> _Exercise set_:
1. Answer these from the May bird notes:
(a) Which two kinds of feeders should be out because those birds are back?
(b) When does warbler migration peak?
(c) How long can yarn be cut when it's offered as nesting material?
2. Write out a part of the May bird notes word for word, starting at "Karen Perry from" and ending at "a beautiful sound.".

> _Document text_:
>>>>>

Karen Perry from Wild Birds Unlimited

A little of this and that happenings in May:
 
* Hopefully, everyone has their oriole and hummingbird feeders out, because they are back. Please make sure to keep food fresh and feeders clean and free of mold and mildew.
* Peak of warbler migration early to mid-month.
* Rose-breasted grosbeaks, nighthawks, wood thrushes, vireos and chimney swifts return.
* Peak of bird courtship. Listen for the morning chorus. I love hearing this chorus early in the morning, some don’t, but it truly is a beautiful sound.
* Nesting materials are being collected. You can put some nesting material out in a clean suet feeder or on a tray. SAFE items include pet hair, cotton fibers and yarn that is cut no longer than six inches in length so birds don’t become tangled. Please DO NOT use dryer lint as this is dangerous when it becomes wet.

<<<<<

> _Data provided_:
>>>>>

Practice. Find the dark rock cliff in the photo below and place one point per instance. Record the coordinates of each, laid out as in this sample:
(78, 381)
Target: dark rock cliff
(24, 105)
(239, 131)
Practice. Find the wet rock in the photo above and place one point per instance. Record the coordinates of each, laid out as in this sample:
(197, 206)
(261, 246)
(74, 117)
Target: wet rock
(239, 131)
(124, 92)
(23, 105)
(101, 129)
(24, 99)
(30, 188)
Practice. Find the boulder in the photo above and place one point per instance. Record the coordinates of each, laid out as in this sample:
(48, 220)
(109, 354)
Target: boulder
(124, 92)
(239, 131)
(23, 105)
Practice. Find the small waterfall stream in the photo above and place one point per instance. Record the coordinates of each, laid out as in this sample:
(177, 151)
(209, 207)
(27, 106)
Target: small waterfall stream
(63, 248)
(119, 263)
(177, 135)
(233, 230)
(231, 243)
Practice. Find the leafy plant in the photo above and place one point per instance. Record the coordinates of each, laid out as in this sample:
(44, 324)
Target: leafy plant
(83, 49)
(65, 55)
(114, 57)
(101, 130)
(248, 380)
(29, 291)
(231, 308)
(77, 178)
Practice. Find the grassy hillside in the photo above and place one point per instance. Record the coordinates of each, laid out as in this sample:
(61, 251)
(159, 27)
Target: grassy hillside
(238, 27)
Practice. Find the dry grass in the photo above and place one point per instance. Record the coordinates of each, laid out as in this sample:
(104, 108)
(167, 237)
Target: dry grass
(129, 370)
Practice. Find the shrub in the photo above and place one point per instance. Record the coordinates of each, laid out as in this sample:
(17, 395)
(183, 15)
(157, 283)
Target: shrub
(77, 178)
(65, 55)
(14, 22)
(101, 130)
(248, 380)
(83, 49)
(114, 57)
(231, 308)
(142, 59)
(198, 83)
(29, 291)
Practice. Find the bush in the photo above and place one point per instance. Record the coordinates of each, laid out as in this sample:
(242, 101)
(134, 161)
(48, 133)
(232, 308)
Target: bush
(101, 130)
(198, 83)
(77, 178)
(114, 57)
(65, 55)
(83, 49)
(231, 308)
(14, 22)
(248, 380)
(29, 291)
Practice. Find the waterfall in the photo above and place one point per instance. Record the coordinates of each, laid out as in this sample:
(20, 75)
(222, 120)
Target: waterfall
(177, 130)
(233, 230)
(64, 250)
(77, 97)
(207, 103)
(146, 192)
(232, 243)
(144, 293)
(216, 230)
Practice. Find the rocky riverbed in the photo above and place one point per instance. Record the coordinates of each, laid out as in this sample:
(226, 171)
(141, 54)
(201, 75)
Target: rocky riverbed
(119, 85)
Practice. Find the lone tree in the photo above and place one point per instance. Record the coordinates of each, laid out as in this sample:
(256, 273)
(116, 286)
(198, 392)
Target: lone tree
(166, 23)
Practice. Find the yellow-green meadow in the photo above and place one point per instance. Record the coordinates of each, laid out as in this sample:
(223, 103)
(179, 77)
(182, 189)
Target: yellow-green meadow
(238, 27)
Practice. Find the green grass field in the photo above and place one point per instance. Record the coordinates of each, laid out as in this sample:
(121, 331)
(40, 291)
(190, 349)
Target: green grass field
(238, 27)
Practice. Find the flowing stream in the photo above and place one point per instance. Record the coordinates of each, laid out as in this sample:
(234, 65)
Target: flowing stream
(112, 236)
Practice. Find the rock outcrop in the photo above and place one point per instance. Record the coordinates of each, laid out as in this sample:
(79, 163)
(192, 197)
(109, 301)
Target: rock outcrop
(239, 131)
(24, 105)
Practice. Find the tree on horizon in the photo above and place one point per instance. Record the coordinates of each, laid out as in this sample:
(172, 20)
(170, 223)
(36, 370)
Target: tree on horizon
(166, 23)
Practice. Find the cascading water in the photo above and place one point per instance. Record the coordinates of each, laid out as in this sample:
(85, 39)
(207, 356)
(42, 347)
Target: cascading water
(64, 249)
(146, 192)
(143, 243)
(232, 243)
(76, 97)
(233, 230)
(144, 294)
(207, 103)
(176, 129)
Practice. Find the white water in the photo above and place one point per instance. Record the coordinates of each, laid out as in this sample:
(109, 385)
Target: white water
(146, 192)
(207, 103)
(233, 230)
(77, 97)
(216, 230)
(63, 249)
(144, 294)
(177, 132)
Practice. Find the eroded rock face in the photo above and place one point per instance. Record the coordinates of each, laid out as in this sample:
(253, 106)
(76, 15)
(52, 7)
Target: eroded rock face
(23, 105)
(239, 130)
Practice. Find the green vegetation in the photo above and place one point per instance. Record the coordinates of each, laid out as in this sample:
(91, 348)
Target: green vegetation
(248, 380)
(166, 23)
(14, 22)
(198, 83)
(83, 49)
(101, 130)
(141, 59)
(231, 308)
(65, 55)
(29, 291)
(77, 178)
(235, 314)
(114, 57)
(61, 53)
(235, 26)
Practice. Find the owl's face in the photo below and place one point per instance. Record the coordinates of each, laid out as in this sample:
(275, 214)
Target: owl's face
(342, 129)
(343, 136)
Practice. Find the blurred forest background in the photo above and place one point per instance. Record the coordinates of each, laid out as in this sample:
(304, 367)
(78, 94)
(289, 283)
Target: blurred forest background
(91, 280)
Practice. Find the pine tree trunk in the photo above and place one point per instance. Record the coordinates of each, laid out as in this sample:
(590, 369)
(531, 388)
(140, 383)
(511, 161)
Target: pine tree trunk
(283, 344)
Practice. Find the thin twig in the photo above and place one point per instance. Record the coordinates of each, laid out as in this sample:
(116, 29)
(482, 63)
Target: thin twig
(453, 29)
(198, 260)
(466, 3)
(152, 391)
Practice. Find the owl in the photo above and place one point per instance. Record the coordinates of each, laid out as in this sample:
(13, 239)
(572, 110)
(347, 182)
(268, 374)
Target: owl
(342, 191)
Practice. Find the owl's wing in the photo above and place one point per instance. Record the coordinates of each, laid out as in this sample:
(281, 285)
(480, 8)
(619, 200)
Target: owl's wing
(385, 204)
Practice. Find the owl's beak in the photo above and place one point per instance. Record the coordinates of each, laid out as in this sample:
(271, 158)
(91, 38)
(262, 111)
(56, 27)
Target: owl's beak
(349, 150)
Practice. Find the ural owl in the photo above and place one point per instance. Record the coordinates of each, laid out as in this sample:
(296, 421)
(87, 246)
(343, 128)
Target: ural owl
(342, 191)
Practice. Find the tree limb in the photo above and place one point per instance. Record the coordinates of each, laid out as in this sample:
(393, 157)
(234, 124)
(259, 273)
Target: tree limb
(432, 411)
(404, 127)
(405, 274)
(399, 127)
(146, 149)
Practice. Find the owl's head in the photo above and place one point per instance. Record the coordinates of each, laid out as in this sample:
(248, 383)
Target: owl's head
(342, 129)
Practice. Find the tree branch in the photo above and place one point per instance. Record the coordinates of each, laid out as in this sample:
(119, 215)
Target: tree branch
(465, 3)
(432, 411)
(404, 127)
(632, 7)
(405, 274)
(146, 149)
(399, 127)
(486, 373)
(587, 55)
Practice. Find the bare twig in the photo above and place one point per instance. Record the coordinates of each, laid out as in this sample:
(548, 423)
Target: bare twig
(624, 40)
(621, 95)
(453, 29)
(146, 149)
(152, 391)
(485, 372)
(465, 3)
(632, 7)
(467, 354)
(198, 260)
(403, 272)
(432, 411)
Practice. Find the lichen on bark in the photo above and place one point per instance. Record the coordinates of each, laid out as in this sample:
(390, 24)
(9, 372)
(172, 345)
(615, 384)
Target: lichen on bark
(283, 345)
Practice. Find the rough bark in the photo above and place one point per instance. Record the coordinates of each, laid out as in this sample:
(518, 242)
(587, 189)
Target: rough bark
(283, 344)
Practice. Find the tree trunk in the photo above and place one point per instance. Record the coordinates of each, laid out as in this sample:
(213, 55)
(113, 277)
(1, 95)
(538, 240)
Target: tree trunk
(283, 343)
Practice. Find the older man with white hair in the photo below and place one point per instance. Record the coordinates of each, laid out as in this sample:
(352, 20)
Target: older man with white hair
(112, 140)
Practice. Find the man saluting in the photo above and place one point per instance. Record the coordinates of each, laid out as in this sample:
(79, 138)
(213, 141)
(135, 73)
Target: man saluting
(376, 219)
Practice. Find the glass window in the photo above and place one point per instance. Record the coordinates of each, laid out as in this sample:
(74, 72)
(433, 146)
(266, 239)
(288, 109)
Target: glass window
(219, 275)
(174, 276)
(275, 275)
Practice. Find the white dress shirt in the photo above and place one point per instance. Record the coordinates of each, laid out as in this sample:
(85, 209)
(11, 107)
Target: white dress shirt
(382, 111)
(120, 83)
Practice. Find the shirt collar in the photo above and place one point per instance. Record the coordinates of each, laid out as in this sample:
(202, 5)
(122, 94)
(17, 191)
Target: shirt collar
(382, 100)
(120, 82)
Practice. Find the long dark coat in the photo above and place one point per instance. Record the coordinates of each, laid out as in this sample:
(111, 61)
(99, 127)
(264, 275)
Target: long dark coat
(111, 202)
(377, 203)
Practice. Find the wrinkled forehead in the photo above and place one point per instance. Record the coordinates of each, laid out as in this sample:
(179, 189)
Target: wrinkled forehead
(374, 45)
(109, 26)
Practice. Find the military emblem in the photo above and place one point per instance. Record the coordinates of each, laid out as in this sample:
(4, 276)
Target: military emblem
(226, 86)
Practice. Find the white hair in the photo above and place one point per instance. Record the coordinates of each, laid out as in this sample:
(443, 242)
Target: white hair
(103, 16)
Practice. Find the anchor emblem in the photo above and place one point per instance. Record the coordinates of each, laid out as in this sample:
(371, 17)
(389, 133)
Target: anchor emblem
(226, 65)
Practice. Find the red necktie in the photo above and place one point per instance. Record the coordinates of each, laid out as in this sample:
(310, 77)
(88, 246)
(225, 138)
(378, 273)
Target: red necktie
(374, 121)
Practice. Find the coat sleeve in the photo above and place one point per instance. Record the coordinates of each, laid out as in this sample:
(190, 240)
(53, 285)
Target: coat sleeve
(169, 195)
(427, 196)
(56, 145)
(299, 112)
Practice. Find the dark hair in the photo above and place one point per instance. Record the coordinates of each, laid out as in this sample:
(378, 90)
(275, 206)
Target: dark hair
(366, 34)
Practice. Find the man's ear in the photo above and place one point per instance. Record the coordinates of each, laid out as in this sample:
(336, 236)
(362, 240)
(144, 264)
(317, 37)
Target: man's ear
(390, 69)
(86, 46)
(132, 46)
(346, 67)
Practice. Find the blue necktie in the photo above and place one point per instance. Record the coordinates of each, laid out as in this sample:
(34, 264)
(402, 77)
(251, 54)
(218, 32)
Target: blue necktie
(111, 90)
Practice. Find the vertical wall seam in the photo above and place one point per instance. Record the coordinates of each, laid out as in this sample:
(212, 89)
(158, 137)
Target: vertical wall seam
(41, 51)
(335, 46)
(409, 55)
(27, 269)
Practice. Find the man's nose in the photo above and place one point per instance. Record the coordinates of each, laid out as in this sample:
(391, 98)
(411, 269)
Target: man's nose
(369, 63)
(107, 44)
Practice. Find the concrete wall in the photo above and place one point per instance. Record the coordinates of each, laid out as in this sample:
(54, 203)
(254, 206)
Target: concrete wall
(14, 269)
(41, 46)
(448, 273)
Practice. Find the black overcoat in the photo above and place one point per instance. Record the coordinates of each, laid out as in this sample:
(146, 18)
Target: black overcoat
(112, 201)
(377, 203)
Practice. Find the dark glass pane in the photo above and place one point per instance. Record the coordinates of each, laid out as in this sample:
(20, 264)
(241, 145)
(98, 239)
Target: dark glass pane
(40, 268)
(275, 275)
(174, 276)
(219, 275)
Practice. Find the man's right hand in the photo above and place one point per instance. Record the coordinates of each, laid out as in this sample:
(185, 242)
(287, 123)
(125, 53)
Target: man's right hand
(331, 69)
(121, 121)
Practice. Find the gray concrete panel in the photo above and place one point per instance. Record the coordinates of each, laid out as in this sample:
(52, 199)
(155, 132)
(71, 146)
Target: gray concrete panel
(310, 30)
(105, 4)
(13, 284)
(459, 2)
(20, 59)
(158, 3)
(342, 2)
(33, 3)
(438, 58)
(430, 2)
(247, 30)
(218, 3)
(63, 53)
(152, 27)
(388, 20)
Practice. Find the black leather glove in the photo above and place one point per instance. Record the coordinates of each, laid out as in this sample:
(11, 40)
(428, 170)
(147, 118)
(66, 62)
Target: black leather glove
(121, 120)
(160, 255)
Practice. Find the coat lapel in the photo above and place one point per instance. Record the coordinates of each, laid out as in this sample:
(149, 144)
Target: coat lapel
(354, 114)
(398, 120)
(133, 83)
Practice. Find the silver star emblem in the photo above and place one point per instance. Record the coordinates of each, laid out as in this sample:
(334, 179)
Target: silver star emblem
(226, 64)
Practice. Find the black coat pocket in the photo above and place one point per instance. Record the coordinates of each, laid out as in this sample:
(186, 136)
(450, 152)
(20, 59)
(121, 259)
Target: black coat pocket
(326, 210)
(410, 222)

<<<<<

> _Responses by task_:
1.
(a) Oriole and hummingbird feeders.
(b) Early to mid-month.
(c) No longer than six inches.

2.
Karen Perry from Wild Birds Unlimited

A little of this and that happenings in May:
 
* Hopefully, everyone has their oriole and hummingbird feeders out, because they are back. Please make sure to keep food fresh and feeders clean and free of mold and mildew.
* Peak of warbler migration early to mid-month.
* Rose-breasted grosbeaks, nighthawks, wood thrushes, vireos and chimney swifts return.
* Peak of bird courtship. Listen for the morning chorus. I love hearing this chorus early in the morning, some don’t, but it truly is a beautiful sound.